Actions to take ▸
**A)** According to the passage on science-fiction aliens and engineered humans, what are the adult forms of the aliens in 'The Gods Themselves' called?
**B)** Repeat the portion of the passage on science-fiction aliens and engineered humans starting with "As regards bio-engineered" and going on through "Singh. And so on.".
**C)** Extend the passage on science-fiction aliens and engineered humans, picking up after its final sentence.

Document segment ▸
▬▬▬
And then, of course, there are the aliens in Asimov's novel 'The Gods Themselves'. The juvenile forms, known as Soft Ones, are wispy, thin, flimsy bodies that can merge with each other in triplets: the aliens have three sexes, rather than two. In this merging, three bodies literally become one, and the juveniles retain no memory of what happens during each merge. Initially, the juveniles do this for fun, and each merge is only temporary. However, this is a precursor to the final permanent merge which results in a metamorphosis into a final adult solid form, known as Hard Ones, comprised of all three juvenile bodies, but ultimately its own person. It is implied (but not confirmed) that the adult form does not remember what its precursor juveniles remember - as per the article linked above.
As regards bio-engineered humans, that's practically a trope in science-fiction. Genetically engineered humans are everywhere. Greg Bear's 'Eon'. Kim Stanley Robinson's 'Blue Mars'. The movie 'Gattaca'. Star Trek's character Khan Noonien Singh. And so on.
▬▬▬
Data excerpt ▸
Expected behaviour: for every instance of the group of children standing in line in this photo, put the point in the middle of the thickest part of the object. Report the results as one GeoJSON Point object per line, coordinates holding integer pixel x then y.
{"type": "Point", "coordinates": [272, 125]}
▬▬▬
Expected outputs ▸
**A)** Hard Ones

**B)**
As regards bio-engineered humans, that's practically a trope in science-fiction. Genetically engineered humans are everywhere. Greg Bear's 'Eon'. Kim Stanley Robinson's 'Blue Mars'. The movie 'Gattaca'. Star Trek's character Khan Noonien Singh. And so on.

**C)**
I just wanted to give you an opportunity to show off your vast knowledge of scifi lore for all of Tildes to see. ;) Thanks for the interesting and informative reply!
p.s. I'm ashamed to admit I have never read any Larry Niven, even though Ringworld has been on my reading list forever now... so I am going to have to remedy that.
You're welcome.
If you're going to read 'Ringworld', don't expect to encounter any Pak. Niven wrote a whole range of stories in his Known Space universe, with 'Ringworld' merely being the most famous. There are no Pak in 'Ringworld'. But it's a great read! (And I've just realised I seem to have misplaced my copy...)
There's eventually a Pak in one of the sequels, so there's that!
There probably is. However, I've heard the saying that each Ringworld sequel is half as good as its predecessor, and that aligns with my memory of those books. I would re-read 'Ringworld', but probably not 'The Ringworld Throne', and definitely not 'The Ringworld Engineers'.
If someone wants to read about the Pak, they might be better off with the novel 'Protector', rather than one of the Ringworld books.
This is a great reply. I've bookmarked it so I know what books to read next.
This article (link at bottom) was published in Nature a couple months ago, about the physical structure of the brain possibly determining how brain activity occurs. It is interesting but dense, and I don't have the expertise to fully understand it. But from what I gathered, it might fundamentally change the way we process and analyze brain activity data.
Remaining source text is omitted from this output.